### Problema planteado
Responde a estas preguntas sobre el texto acerca del refrán:
(a) ¿Cómo trataba el agricultor a su asno?
(b) ¿Qué le dijo el vecino al hortelano?
(c) ¿Qué calificativo reciben, según el texto, las formas actuales de la vieja expresión?

### Texto dado

········

Uno de los refranes más antiguos de nuestro rico acervo cultural,
es aquel que dice:
“Muerto
el burro, la cebada al rabo”
¿Qué quiere decir este extraño aforismo? Remontémonos a la leyenda
popular.
Cuenta esta que en un pueblo, de cuyo nombre nadie se acuerda, un
agricultor, bastante bruto, hacía trabajar a su asno de sol a sol, sin darle el
alimento necesario para reponer sus maltrechas fuerzas.
Un buen día, el maltratado animal, cayó muerto en la calle, con
gran consternación de su amo, que intentaba reanimarlo, dándole todo tipo de
agua y alimento.
Un vecino, que era conocedor de la escasa pitanza que recibía el
asno, le dijo al compungido hortelano:
“Échale, cebada al rabo, a
ver si resucita”
La moraleja de esta historia es, que cuando actuamos fuera de
tiempo, las cosas, ya, no tienen solución.
La vieja expresión, tiene aún vigencia en nuestros días, y toma
formas mucho más crueles, a las que se les pueden dar, sin temor a equivocarnos,
el calificativo de: Hipocresía.
Todos nosotros hemos vivido, de una manera o de otra, la
experiencia de asistir a la muerte de alguien, y contemplar la gran
parafernalia que se orquesta alrededor del desaparecido, con muestras, en
muchos casos, de un fingido dolor.
Fallecido alguien, desde las cuatro esquinas, surgen deudos
desconocidos que ignoraron mientras vivió las necesidades que el que nos ha
abandonado pudiera haber tenido.

········

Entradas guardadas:

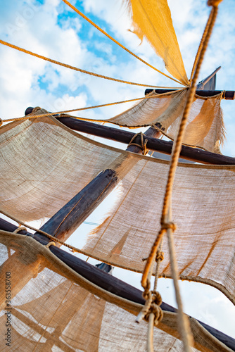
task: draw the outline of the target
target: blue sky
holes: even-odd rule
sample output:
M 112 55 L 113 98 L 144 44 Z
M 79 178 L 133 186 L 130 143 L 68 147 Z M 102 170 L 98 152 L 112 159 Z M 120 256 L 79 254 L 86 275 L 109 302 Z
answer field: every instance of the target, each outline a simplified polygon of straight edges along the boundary
M 210 9 L 205 0 L 170 0 L 173 23 L 188 77 Z M 72 1 L 82 12 L 136 54 L 167 73 L 163 61 L 144 40 L 133 34 L 122 0 Z M 175 87 L 173 81 L 132 57 L 61 0 L 15 1 L 1 0 L 0 37 L 2 40 L 63 63 L 105 75 L 153 85 Z M 234 89 L 235 21 L 234 0 L 224 0 L 200 80 L 217 67 L 218 89 Z M 0 46 L 1 118 L 20 117 L 27 106 L 40 106 L 50 111 L 72 109 L 143 96 L 144 87 L 113 82 L 53 65 L 2 45 Z M 222 101 L 227 142 L 222 152 L 235 156 L 234 101 Z M 108 118 L 132 104 L 80 112 L 91 118 Z M 77 114 L 78 115 L 78 114 Z M 125 146 L 122 146 L 125 148 Z M 90 221 L 96 221 L 96 215 Z M 84 226 L 84 234 L 89 225 Z M 115 270 L 117 275 L 132 284 L 139 277 Z M 164 281 L 164 282 L 163 282 Z M 163 300 L 174 303 L 169 280 L 160 280 Z M 169 283 L 170 282 L 170 283 Z M 182 284 L 187 312 L 217 329 L 233 334 L 234 309 L 231 303 L 210 287 Z M 169 289 L 168 289 L 169 287 Z M 192 288 L 193 287 L 193 288 Z M 220 310 L 218 313 L 218 306 Z M 207 308 L 205 308 L 207 307 Z M 190 310 L 190 309 L 191 310 Z M 222 312 L 222 313 L 220 313 Z M 222 322 L 220 321 L 222 319 Z M 234 333 L 234 337 L 235 337 Z

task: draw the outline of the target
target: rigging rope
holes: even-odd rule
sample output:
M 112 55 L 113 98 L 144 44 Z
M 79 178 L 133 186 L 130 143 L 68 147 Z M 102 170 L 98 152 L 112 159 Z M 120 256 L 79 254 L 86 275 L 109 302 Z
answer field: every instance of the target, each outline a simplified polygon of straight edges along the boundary
M 199 44 L 198 51 L 197 51 L 196 55 L 195 56 L 195 60 L 194 60 L 194 63 L 193 63 L 193 68 L 192 68 L 192 71 L 191 71 L 191 73 L 189 82 L 191 82 L 192 80 L 192 79 L 193 79 L 193 75 L 194 75 L 194 73 L 195 73 L 195 70 L 196 70 L 196 65 L 197 65 L 198 62 L 200 54 L 201 54 L 201 50 L 203 49 L 203 46 L 204 42 L 205 42 L 205 39 L 206 34 L 208 32 L 209 26 L 210 26 L 210 25 L 211 23 L 212 17 L 212 11 L 210 11 L 210 13 L 208 22 L 207 22 L 206 25 L 205 27 L 204 32 L 203 32 L 203 36 L 201 37 L 201 42 L 200 42 L 200 44 Z
M 209 39 L 215 25 L 216 17 L 217 15 L 217 6 L 222 0 L 209 0 L 208 5 L 212 6 L 212 8 L 209 17 L 209 20 L 205 26 L 203 35 L 205 35 L 205 39 L 202 40 L 202 47 L 200 49 L 199 57 L 197 61 L 196 68 L 193 75 L 193 77 L 191 82 L 191 85 L 189 89 L 189 96 L 185 106 L 184 111 L 183 113 L 182 119 L 179 126 L 178 134 L 177 139 L 174 142 L 171 159 L 170 162 L 170 168 L 168 172 L 167 182 L 165 189 L 165 194 L 163 202 L 163 206 L 162 210 L 162 217 L 161 217 L 161 229 L 157 236 L 157 238 L 153 244 L 149 256 L 147 259 L 147 262 L 143 272 L 141 284 L 144 289 L 146 290 L 148 288 L 149 282 L 149 277 L 152 275 L 153 270 L 153 263 L 156 257 L 157 251 L 160 246 L 160 242 L 163 240 L 163 235 L 165 232 L 167 234 L 168 239 L 168 246 L 169 246 L 169 253 L 170 258 L 170 265 L 172 275 L 174 280 L 174 285 L 175 289 L 176 299 L 178 306 L 178 319 L 179 331 L 182 337 L 182 339 L 184 344 L 184 351 L 189 352 L 191 351 L 191 346 L 193 342 L 193 337 L 191 332 L 190 331 L 190 327 L 188 320 L 186 319 L 186 316 L 183 313 L 183 307 L 182 299 L 180 296 L 179 282 L 178 282 L 178 270 L 177 265 L 175 257 L 174 245 L 172 237 L 172 233 L 175 230 L 176 227 L 174 223 L 171 222 L 171 199 L 172 195 L 172 188 L 174 179 L 175 175 L 175 172 L 178 163 L 178 160 L 179 157 L 179 153 L 182 148 L 182 144 L 184 137 L 184 133 L 186 127 L 186 124 L 187 122 L 187 118 L 190 111 L 191 104 L 193 103 L 193 99 L 194 96 L 196 82 L 198 77 L 201 66 L 204 58 L 205 53 L 207 49 Z M 209 23 L 209 25 L 208 25 Z M 152 347 L 150 347 L 148 351 L 153 351 Z
M 137 56 L 137 55 L 136 55 L 135 54 L 132 53 L 132 51 L 131 51 L 127 48 L 126 48 L 125 46 L 124 46 L 122 44 L 121 44 L 116 39 L 115 39 L 114 38 L 113 38 L 113 37 L 111 37 L 110 35 L 109 35 L 106 32 L 105 32 L 104 30 L 103 30 L 100 27 L 99 27 L 97 25 L 96 25 L 96 23 L 94 23 L 94 22 L 92 22 L 89 18 L 88 18 L 88 17 L 87 17 L 84 13 L 82 13 L 82 12 L 80 11 L 76 7 L 75 7 L 74 6 L 72 6 L 69 1 L 68 1 L 67 0 L 63 0 L 63 1 L 65 4 L 66 4 L 68 6 L 70 6 L 71 8 L 72 8 L 73 11 L 75 11 L 77 13 L 78 13 L 78 15 L 80 15 L 84 20 L 86 20 L 87 22 L 89 22 L 89 23 L 90 23 L 95 28 L 96 28 L 96 30 L 98 30 L 100 32 L 101 32 L 101 33 L 103 33 L 104 35 L 106 35 L 106 37 L 108 37 L 108 38 L 109 38 L 110 39 L 111 39 L 116 44 L 119 45 L 119 46 L 120 46 L 121 48 L 122 48 L 124 50 L 125 50 L 126 51 L 127 51 L 127 53 L 129 53 L 131 55 L 132 55 L 132 56 L 135 57 L 136 58 L 137 58 L 138 60 L 139 60 L 142 63 L 145 63 L 146 65 L 147 65 L 150 68 L 153 68 L 153 70 L 155 70 L 155 71 L 158 72 L 161 75 L 163 75 L 164 76 L 167 77 L 167 78 L 170 78 L 170 80 L 172 80 L 173 81 L 177 82 L 179 84 L 185 85 L 183 83 L 181 83 L 177 80 L 175 80 L 174 78 L 172 78 L 172 77 L 168 76 L 168 75 L 166 75 L 165 73 L 163 73 L 162 71 L 160 71 L 159 70 L 158 70 L 157 68 L 155 68 L 154 66 L 152 66 L 152 65 L 151 65 L 150 63 L 148 63 L 146 61 L 145 61 L 142 58 L 141 58 L 139 56 Z
M 118 104 L 122 104 L 124 103 L 130 103 L 132 101 L 136 101 L 138 100 L 144 100 L 144 99 L 148 99 L 150 98 L 159 98 L 160 96 L 166 96 L 166 95 L 170 95 L 172 93 L 172 92 L 170 92 L 167 93 L 163 93 L 161 94 L 158 94 L 158 95 L 154 95 L 154 96 L 142 96 L 141 98 L 135 98 L 134 99 L 129 99 L 129 100 L 123 100 L 122 101 L 115 101 L 114 103 L 108 103 L 106 104 L 101 104 L 101 105 L 95 105 L 93 106 L 87 106 L 85 108 L 78 108 L 76 109 L 70 109 L 70 110 L 64 110 L 63 111 L 56 111 L 53 113 L 43 113 L 43 114 L 39 114 L 37 115 L 37 118 L 42 118 L 44 116 L 51 116 L 53 115 L 59 115 L 59 114 L 63 114 L 63 113 L 72 113 L 75 111 L 82 111 L 83 110 L 89 110 L 89 109 L 93 109 L 93 108 L 103 108 L 105 106 L 111 106 L 113 105 L 118 105 Z M 21 118 L 8 118 L 6 120 L 1 120 L 0 119 L 0 125 L 2 125 L 2 122 L 11 122 L 11 121 L 20 121 L 21 120 L 30 120 L 32 118 L 35 118 L 35 115 L 27 115 L 26 116 L 23 116 Z M 62 117 L 62 116 L 61 116 Z M 91 122 L 108 122 L 108 123 L 113 123 L 114 125 L 118 125 L 116 122 L 110 122 L 108 121 L 107 120 L 96 120 L 96 119 L 91 119 L 89 118 L 80 118 L 77 116 L 72 116 L 72 115 L 67 115 L 67 116 L 63 116 L 63 117 L 70 117 L 73 118 L 77 118 L 78 120 L 82 120 L 84 121 L 91 121 Z M 146 125 L 141 125 L 141 126 L 136 126 L 136 127 L 145 127 Z
M 153 86 L 150 84 L 142 84 L 141 83 L 135 83 L 134 82 L 124 81 L 122 80 L 118 80 L 118 78 L 112 78 L 110 77 L 104 76 L 103 75 L 99 75 L 99 73 L 94 73 L 93 72 L 86 71 L 85 70 L 82 70 L 82 68 L 77 68 L 75 66 L 71 66 L 70 65 L 68 65 L 67 63 L 63 63 L 60 61 L 56 61 L 56 60 L 53 60 L 51 58 L 46 58 L 46 56 L 43 56 L 42 55 L 39 55 L 38 54 L 33 53 L 32 51 L 30 51 L 29 50 L 26 50 L 25 49 L 20 48 L 20 46 L 17 46 L 16 45 L 13 45 L 11 43 L 8 43 L 7 42 L 4 42 L 4 40 L 0 39 L 0 44 L 3 45 L 6 45 L 6 46 L 9 46 L 10 48 L 15 49 L 15 50 L 18 50 L 19 51 L 23 51 L 23 53 L 27 54 L 29 55 L 32 55 L 32 56 L 35 56 L 36 58 L 41 58 L 42 60 L 44 60 L 45 61 L 49 61 L 52 63 L 55 63 L 56 65 L 59 65 L 61 66 L 65 67 L 67 68 L 70 68 L 70 70 L 74 70 L 75 71 L 82 72 L 82 73 L 86 73 L 87 75 L 90 75 L 91 76 L 99 77 L 99 78 L 104 78 L 105 80 L 109 80 L 111 81 L 118 82 L 120 83 L 125 83 L 127 84 L 132 84 L 140 87 L 151 87 L 153 88 L 158 88 L 158 86 Z

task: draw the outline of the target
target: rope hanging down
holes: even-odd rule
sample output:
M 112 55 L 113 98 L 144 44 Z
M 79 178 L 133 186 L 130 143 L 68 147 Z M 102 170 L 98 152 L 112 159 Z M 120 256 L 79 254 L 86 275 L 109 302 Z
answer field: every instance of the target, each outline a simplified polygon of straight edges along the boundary
M 141 139 L 141 144 L 139 144 L 138 143 L 134 143 L 134 139 L 139 135 L 140 135 L 140 139 Z M 148 153 L 148 149 L 146 148 L 146 144 L 148 143 L 148 139 L 144 139 L 144 134 L 142 133 L 141 132 L 139 132 L 139 133 L 136 133 L 136 134 L 134 134 L 134 136 L 133 136 L 132 138 L 132 139 L 130 140 L 130 142 L 129 142 L 129 144 L 127 146 L 127 148 L 129 146 L 139 146 L 139 148 L 140 148 L 141 149 L 142 149 L 142 154 L 143 155 L 146 155 Z
M 70 70 L 74 70 L 75 71 L 81 72 L 82 73 L 86 73 L 87 75 L 90 75 L 91 76 L 99 77 L 99 78 L 104 78 L 105 80 L 118 82 L 120 83 L 125 83 L 126 84 L 158 88 L 158 86 L 153 86 L 150 84 L 142 84 L 141 83 L 134 83 L 134 82 L 124 81 L 122 80 L 118 80 L 118 78 L 112 78 L 110 77 L 104 76 L 103 75 L 99 75 L 98 73 L 94 73 L 93 72 L 86 71 L 85 70 L 82 70 L 82 68 L 77 68 L 75 66 L 71 66 L 70 65 L 68 65 L 67 63 L 61 63 L 60 61 L 56 61 L 56 60 L 53 60 L 51 58 L 46 58 L 46 56 L 43 56 L 38 54 L 33 53 L 32 51 L 30 51 L 29 50 L 20 48 L 19 46 L 17 46 L 16 45 L 11 44 L 11 43 L 8 43 L 7 42 L 4 42 L 4 40 L 0 39 L 0 44 L 6 45 L 6 46 L 9 46 L 10 48 L 12 49 L 15 49 L 15 50 L 18 50 L 19 51 L 27 54 L 29 55 L 32 55 L 32 56 L 35 56 L 36 58 L 41 58 L 42 60 L 44 60 L 45 61 L 49 61 L 50 63 L 55 63 L 56 65 L 59 65 L 61 66 L 66 67 L 67 68 L 70 68 Z
M 186 352 L 189 352 L 191 351 L 191 346 L 193 343 L 193 337 L 190 331 L 190 327 L 188 320 L 186 319 L 186 316 L 183 313 L 183 307 L 182 303 L 180 296 L 179 287 L 178 284 L 178 270 L 177 265 L 175 257 L 175 251 L 174 251 L 174 245 L 172 234 L 173 232 L 176 230 L 175 225 L 171 221 L 171 199 L 172 195 L 172 188 L 173 183 L 174 180 L 175 172 L 178 163 L 178 160 L 179 157 L 179 153 L 181 151 L 181 147 L 182 144 L 182 140 L 184 137 L 184 133 L 186 127 L 186 124 L 187 122 L 187 118 L 189 116 L 189 113 L 190 111 L 190 108 L 191 104 L 193 103 L 193 99 L 194 96 L 195 91 L 196 91 L 196 84 L 198 77 L 200 68 L 204 58 L 205 53 L 206 49 L 208 45 L 209 39 L 212 31 L 212 28 L 214 27 L 214 24 L 216 20 L 217 14 L 217 6 L 222 0 L 209 0 L 208 4 L 209 6 L 212 6 L 212 8 L 211 10 L 211 13 L 210 15 L 208 23 L 205 26 L 205 29 L 204 31 L 203 36 L 205 37 L 205 39 L 201 41 L 202 47 L 199 50 L 199 57 L 198 59 L 196 68 L 195 70 L 194 75 L 191 82 L 191 85 L 189 89 L 189 93 L 187 99 L 187 101 L 186 103 L 186 106 L 184 108 L 184 111 L 183 113 L 182 119 L 181 121 L 181 124 L 179 126 L 178 134 L 177 139 L 174 142 L 171 159 L 170 162 L 170 168 L 168 172 L 168 177 L 167 182 L 165 189 L 165 194 L 163 202 L 163 206 L 162 210 L 162 217 L 161 217 L 161 229 L 157 236 L 157 238 L 151 248 L 151 253 L 147 259 L 147 262 L 143 272 L 141 284 L 145 291 L 149 292 L 149 282 L 150 277 L 152 275 L 152 271 L 153 268 L 153 260 L 156 258 L 157 251 L 160 246 L 160 244 L 162 242 L 163 235 L 165 232 L 167 234 L 168 239 L 168 246 L 169 246 L 169 253 L 170 258 L 170 265 L 172 270 L 172 276 L 174 280 L 174 285 L 175 289 L 175 295 L 176 299 L 178 306 L 178 319 L 179 319 L 179 326 L 180 334 L 182 337 L 182 339 L 184 344 L 184 351 Z M 153 319 L 151 320 L 151 323 L 153 324 Z M 149 348 L 148 348 L 149 346 Z M 148 344 L 148 351 L 153 351 L 152 344 Z
M 67 0 L 63 0 L 63 1 L 65 4 L 66 4 L 68 6 L 70 6 L 71 8 L 72 8 L 73 11 L 75 11 L 77 13 L 78 13 L 78 15 L 80 15 L 84 20 L 86 20 L 87 22 L 89 22 L 89 23 L 90 23 L 95 28 L 96 28 L 96 30 L 98 30 L 100 32 L 101 32 L 101 33 L 103 33 L 104 35 L 106 35 L 106 37 L 108 37 L 108 38 L 109 38 L 110 39 L 111 39 L 114 43 L 115 43 L 116 44 L 119 45 L 119 46 L 120 46 L 121 48 L 122 48 L 124 50 L 125 50 L 126 51 L 127 51 L 127 53 L 129 53 L 131 55 L 132 55 L 132 56 L 135 57 L 136 58 L 137 58 L 138 60 L 139 60 L 142 63 L 144 63 L 146 65 L 147 65 L 147 66 L 153 68 L 153 70 L 155 70 L 155 71 L 158 72 L 161 75 L 163 75 L 163 76 L 165 76 L 167 78 L 170 78 L 170 80 L 172 80 L 172 81 L 177 82 L 179 84 L 182 84 L 182 83 L 181 83 L 177 80 L 175 80 L 174 78 L 172 78 L 172 77 L 168 76 L 168 75 L 166 75 L 165 73 L 163 73 L 162 71 L 160 71 L 159 70 L 158 70 L 157 68 L 155 68 L 154 66 L 152 66 L 152 65 L 151 65 L 150 63 L 148 63 L 146 61 L 145 61 L 142 58 L 141 58 L 139 56 L 137 56 L 137 55 L 136 55 L 135 54 L 132 53 L 132 51 L 131 51 L 127 48 L 126 48 L 125 46 L 124 46 L 122 44 L 121 44 L 116 39 L 115 39 L 114 38 L 113 38 L 113 37 L 111 37 L 108 33 L 106 33 L 106 32 L 105 32 L 104 30 L 103 30 L 100 27 L 99 27 L 97 25 L 96 25 L 96 23 L 94 23 L 94 22 L 92 22 L 89 18 L 88 18 L 88 17 L 87 17 L 84 13 L 82 13 L 82 12 L 80 11 L 76 7 L 73 6 L 69 1 L 68 1 Z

········

### Solución
(a) Lo hacía trabajar de sol a sol sin darle el alimento necesario para reponer sus maltrechas fuerzas.
(b) Le dijo: "Échale, cebada al rabo, a ver si resucita".
(c) El calificativo de hipocresía.